§ TEXTE DE LA PAGE
──────────

Stricte à l'égard des amendements introduisant des dispositions nouvelles après la réunion de la commission mixte paritaire (n° 2001-453 DC du 18 décembre 2001, loi de financement de la sécurité sociale pour 2002, à propos de l'article 18), la jurisprudence du Conseil constitutionnel est souple à l'endroit des amendements insérant des dispositions additionnelles avant la réunion de cette commission (n° 2001-445 DC du 19 juin 2001, loi organique relative au statut de la magistrature et au Conseil supérieur de la magistrature, cons. 49).

II) Dispositions contestées

Seules seront examinées ci-dessous les plus importantes d'entre elles.

1) L'article 48 abroge la loi n° 97-277 du 25 mars 1997 créant les plans d'épargne retraite (loi Thomas). La saisine sénatoriale soutenait que cette abrogation créerait une rupture d'égalité entre les salariés du secteur privé, désormais privés des possibilités offertes par la loi abrogée, et les fonctionnaires, auxquels le système « PREFON » permet de déduire de leurs revenus imposables les sommes versées en vue de compléter leurs pensions par une épargne retraite.

──────────

§ LIGNES ENREGISTRÉES

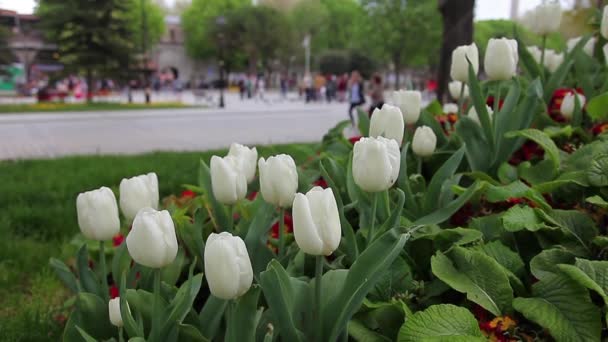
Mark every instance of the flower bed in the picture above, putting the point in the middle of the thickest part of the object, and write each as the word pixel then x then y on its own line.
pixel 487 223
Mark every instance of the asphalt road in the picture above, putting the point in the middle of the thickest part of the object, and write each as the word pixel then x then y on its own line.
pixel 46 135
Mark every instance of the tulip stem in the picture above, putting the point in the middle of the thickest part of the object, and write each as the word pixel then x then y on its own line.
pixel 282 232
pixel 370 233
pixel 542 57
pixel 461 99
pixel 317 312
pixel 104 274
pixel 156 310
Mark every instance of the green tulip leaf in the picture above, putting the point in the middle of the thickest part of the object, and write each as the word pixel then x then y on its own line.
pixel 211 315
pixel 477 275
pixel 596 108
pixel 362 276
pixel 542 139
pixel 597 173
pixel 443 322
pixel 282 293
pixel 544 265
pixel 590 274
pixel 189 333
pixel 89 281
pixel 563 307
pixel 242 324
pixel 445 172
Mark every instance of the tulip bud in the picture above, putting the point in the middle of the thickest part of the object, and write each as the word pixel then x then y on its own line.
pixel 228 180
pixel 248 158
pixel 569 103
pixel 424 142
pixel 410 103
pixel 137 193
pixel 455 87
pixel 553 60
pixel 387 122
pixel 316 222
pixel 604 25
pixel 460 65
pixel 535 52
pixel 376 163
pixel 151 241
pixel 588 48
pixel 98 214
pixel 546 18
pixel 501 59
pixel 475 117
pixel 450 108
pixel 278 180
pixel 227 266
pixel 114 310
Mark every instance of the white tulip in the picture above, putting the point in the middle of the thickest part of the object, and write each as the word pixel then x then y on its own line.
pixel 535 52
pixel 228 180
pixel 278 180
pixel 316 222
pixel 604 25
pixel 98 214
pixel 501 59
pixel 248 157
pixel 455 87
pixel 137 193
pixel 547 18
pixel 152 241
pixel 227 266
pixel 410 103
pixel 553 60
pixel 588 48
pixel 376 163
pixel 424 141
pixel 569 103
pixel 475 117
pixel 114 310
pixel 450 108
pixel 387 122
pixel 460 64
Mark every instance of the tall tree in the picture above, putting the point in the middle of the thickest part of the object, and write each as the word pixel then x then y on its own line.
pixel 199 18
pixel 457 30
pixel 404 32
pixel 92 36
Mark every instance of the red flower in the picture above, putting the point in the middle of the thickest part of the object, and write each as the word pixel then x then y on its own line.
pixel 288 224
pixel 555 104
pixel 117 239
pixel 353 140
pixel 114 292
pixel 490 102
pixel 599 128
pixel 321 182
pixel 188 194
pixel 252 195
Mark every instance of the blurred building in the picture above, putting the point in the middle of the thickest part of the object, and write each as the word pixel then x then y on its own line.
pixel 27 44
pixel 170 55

──────────

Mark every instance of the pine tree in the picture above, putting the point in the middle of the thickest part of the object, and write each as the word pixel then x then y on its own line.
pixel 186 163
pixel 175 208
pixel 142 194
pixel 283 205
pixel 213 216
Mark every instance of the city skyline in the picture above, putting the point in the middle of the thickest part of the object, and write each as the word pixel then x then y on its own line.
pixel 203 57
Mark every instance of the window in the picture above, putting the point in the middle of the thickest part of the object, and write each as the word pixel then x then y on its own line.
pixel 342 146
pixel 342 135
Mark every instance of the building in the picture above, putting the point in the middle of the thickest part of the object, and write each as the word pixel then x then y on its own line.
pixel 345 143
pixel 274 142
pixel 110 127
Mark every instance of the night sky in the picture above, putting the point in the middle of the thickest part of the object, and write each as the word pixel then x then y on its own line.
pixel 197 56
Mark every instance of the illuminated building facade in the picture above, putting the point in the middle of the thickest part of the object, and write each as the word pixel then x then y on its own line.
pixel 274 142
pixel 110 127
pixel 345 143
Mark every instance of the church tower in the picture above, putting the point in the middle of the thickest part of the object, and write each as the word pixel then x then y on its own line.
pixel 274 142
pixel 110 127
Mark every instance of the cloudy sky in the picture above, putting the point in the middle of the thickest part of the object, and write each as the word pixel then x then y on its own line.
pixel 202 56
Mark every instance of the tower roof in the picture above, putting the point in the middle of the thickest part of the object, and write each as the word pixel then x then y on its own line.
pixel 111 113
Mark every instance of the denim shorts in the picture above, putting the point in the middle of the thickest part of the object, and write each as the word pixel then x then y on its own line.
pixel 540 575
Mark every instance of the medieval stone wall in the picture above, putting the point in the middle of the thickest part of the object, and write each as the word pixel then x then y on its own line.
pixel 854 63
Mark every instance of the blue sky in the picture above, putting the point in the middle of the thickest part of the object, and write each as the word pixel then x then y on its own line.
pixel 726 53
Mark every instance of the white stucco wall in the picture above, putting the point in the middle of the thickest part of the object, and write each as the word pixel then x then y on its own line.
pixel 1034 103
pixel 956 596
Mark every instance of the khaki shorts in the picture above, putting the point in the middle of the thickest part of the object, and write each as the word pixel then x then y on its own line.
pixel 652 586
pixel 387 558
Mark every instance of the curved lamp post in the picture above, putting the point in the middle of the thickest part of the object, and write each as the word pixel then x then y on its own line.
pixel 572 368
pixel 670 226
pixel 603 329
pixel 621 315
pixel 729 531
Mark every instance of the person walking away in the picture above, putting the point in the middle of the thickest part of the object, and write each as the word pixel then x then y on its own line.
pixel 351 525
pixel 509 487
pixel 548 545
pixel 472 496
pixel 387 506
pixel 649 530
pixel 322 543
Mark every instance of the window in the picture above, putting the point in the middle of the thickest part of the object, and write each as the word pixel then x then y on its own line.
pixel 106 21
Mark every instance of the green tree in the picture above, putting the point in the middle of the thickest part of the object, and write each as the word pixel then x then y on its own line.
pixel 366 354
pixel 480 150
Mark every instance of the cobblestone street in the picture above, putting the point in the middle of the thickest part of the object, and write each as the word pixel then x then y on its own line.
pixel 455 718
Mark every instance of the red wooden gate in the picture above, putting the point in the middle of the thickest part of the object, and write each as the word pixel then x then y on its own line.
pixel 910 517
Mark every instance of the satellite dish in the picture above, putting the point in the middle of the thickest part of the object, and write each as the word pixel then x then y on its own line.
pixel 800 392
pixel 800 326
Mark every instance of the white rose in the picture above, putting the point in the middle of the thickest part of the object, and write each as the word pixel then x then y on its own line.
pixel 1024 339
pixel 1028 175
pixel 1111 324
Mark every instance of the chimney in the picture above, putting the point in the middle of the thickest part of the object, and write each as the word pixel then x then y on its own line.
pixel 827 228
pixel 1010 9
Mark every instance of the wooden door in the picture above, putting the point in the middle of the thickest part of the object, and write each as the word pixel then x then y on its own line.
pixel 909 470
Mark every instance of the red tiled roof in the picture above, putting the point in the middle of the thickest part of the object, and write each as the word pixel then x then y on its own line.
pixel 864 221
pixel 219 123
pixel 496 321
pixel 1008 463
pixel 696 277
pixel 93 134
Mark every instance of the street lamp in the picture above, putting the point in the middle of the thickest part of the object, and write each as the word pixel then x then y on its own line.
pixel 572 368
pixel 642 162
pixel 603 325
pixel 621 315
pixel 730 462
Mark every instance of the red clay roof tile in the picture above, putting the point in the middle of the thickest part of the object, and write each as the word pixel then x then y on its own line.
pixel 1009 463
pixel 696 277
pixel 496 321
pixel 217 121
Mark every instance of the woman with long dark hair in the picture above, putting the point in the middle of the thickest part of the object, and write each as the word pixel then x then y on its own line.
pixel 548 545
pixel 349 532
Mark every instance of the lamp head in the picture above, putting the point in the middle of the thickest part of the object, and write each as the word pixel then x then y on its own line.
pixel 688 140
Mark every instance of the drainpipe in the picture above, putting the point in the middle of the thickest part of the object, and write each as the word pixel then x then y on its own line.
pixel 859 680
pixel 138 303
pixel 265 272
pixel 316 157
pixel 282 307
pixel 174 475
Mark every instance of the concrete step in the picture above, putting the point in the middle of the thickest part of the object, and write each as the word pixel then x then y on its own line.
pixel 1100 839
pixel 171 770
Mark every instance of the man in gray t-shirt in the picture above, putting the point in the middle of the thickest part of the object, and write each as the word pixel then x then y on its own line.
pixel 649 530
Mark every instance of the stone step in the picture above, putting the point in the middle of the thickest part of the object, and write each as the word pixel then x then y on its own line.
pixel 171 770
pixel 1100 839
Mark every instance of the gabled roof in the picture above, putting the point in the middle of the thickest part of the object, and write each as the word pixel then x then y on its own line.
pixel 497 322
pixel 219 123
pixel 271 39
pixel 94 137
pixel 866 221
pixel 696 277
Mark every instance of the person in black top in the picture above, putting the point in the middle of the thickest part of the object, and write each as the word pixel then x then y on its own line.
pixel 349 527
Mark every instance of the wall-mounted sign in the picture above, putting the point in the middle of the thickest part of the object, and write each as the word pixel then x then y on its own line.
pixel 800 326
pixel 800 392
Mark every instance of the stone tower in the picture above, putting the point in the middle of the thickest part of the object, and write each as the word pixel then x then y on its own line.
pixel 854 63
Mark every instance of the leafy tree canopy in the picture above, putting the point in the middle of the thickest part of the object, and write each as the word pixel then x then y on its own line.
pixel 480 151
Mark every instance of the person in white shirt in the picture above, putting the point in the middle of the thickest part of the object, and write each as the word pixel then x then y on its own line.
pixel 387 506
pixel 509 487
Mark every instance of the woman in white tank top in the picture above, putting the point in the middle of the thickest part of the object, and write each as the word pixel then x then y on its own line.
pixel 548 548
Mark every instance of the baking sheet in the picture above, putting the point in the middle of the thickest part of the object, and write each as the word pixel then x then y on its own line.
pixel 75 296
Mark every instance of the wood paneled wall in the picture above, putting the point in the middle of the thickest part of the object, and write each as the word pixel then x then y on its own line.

──────────

§ DÉFI A
D'après le texte de la page, quel système permet aux fonctionnaires de déduire de leurs revenus imposables les sommes versées pour compléter leurs pensions par une épargne retraite ?
§ DÉFI B
Recopiez le texte de la page depuis « Stricte à l'égard » jusqu'à « magistrature, cons. 49). » inclus.
§ DÉFI C
Rédigez la suite du texte sur les dispositions contestées devant le Conseil constitutionnel, à partir de sa dernière phrase.

§ RÉSULTAT DE L'EXERCICE A
Le système « PREFON ».

§ RÉSULTAT DE L'EXERCICE B
Stricte à l'égard des amendements introduisant des dispositions nouvelles après la réunion de la commission mixte paritaire (n° 2001-453 DC du 18 décembre 2001, loi de financement de la sécurité sociale pour 2002, à propos de l'article 18), la jurisprudence du Conseil constitutionnel est souple à l'endroit des amendements insérant des dispositions additionnelles avant la réunion de cette commission (n° 2001-445 DC du 19 juin 2001, loi organique relative au statut de la magistrature et au Conseil supérieur de la magistrature, cons. 49).

§ RÉSULTAT DE L'EXERCICE C
Il leur a été répondu :

- d'une part, que les uns et les autres relèvent de régimes juridiques différents au regard de la législation sur les retraites (n° 97-388 DC du 20 mars 1997, cons. 29 et 30, Rec. p. 31). La différence de traitement dénoncée est donc en rapport avec la loi qui l'établit (voir, pour une application récente de ce « standard jurisprudentiel » : n° 2000-452 DC du 6 décembre 2001, sur les articles 12 et 24) ;

- d'autre part, qu'il est loisible au législateur d'abroger des dispositions antérieures, pourvu que, ce faisant, il ne prive pas de garanties des exigences de valeur constitutionnelle (par exemple : n° 98-396 DC du 19 février 1998, cons. 16, Rec. p. 153).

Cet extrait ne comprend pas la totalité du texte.